→ Extracted material:
────

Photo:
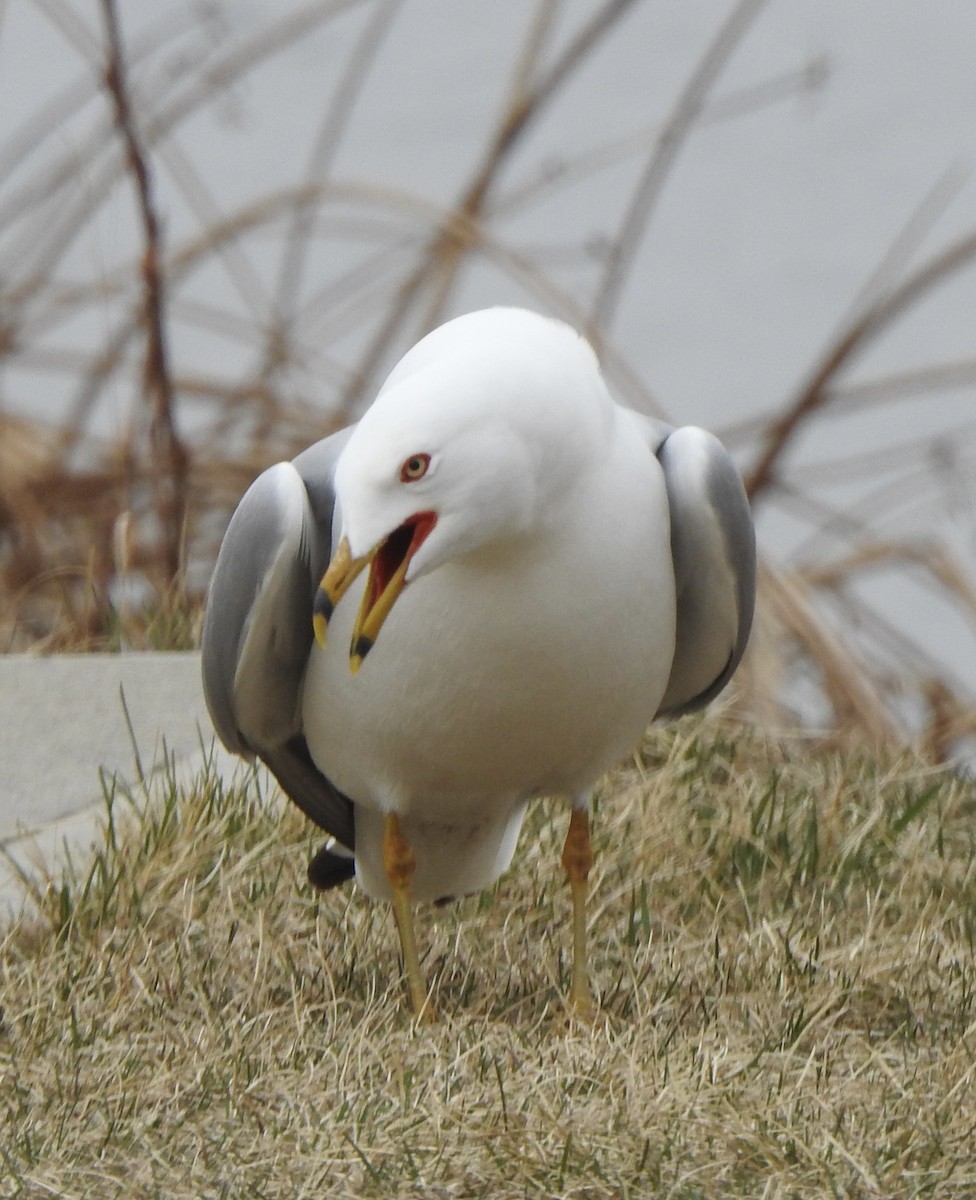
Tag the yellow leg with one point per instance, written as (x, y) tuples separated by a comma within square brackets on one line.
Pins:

────

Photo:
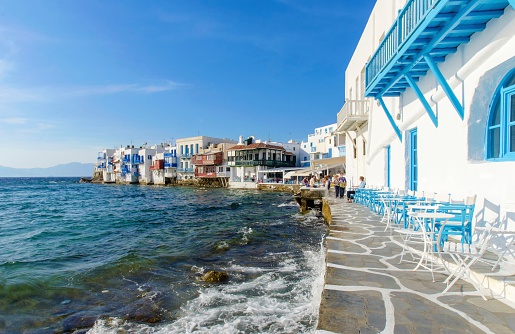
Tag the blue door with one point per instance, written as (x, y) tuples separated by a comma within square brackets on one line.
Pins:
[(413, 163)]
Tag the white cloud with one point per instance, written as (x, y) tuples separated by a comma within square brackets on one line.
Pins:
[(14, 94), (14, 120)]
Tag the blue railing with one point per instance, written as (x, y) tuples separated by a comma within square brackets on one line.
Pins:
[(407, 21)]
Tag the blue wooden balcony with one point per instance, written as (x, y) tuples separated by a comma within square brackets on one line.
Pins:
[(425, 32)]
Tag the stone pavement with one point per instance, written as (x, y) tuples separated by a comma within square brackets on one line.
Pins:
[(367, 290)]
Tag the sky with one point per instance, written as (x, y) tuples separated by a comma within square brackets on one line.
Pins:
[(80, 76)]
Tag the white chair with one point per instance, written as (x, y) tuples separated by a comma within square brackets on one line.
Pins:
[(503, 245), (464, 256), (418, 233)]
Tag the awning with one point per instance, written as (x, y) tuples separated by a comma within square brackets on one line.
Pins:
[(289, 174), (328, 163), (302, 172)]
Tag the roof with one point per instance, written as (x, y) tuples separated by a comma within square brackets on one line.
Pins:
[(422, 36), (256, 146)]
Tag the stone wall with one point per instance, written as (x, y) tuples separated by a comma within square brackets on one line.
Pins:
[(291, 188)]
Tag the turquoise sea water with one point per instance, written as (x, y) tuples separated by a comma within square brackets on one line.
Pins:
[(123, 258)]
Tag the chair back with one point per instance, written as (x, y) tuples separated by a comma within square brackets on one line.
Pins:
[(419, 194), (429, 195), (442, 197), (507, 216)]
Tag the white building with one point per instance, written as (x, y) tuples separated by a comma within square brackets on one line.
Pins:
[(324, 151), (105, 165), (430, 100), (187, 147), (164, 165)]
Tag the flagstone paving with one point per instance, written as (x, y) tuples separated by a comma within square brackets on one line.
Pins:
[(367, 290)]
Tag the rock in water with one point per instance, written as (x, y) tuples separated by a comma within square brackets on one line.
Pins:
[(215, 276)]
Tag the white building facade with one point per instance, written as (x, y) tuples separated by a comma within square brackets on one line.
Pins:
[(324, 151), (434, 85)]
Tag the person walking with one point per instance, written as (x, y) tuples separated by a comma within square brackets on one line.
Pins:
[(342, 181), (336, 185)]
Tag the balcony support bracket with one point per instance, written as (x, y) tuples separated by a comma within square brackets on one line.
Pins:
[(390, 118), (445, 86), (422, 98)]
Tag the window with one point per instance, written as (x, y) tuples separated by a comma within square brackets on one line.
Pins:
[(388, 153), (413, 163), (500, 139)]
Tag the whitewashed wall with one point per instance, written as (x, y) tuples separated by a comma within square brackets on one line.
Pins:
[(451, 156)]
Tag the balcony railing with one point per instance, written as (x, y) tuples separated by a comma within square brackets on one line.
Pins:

────

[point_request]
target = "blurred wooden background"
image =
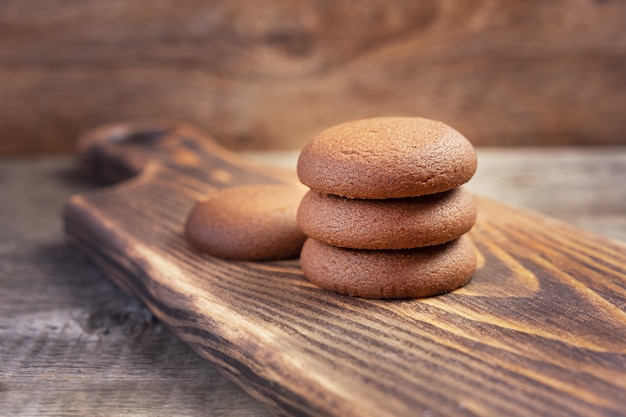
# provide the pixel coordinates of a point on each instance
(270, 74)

────

Copy out the data starting at the line that contains "Tag the white chair" and ending at the line that contains "[(342, 181), (336, 185)]", both of these lines included. Shift every x and y coordinate in the pin lists by -76, and leave all other text as it is.

→ Solution for this exercise:
Tag the white chair with one point per instance, written as (x, y) tuples separated by a comma within square brackets on one line.
Pins:
[(427, 169), (388, 180), (342, 157)]
Tag the awning with one point per instance, written as (x, y) tuples separated by a comma within square brackets on one line.
Pins:
[(213, 98), (252, 87), (226, 96)]
Tag the roof with one point per instance, written as (x, y) tuples separated by a comma within square brackets on one line.
Pins:
[(346, -40), (180, 70)]
Tag the stone wall with one point per instance, written as (x, y) tuples separated by a comma within square brackets on one line.
Pins:
[(215, 112)]
Tag the turquoise sea water with one point per instance, written as (x, y) tuples separated by a comma within square brackets on one line.
Pins:
[(47, 182)]
Tag the chair back with one point per instance, written as (x, y) tuples separated by a comma within square brackets on one line.
Pins:
[(343, 118), (353, 119), (366, 121), (431, 140)]
Tag the white building with one point per instance, written as (x, y) tuples separated by a comma within square brackets on one line.
Pins:
[(248, 75), (29, 89), (354, 24), (111, 71), (88, 89)]
Tag the flagstone paving with one point per instance, written as (x, y) tuples separated by a comma within square brackets on one line.
Pins:
[(291, 214)]
Tag the rock in water with one point per instance, written as (x, y) tuples separated by a comma within square brackets on one line.
Pins:
[(139, 200)]
Tag the white building facade with one point per instance, written as (x, y) tuples separated by a comma within square brackets on one line.
Pins:
[(248, 75), (358, 9)]
Tag the person walking with one point per instance, written as (x, y) tuples separated by a comma within square brackets on one line.
Pins:
[(266, 105), (260, 109)]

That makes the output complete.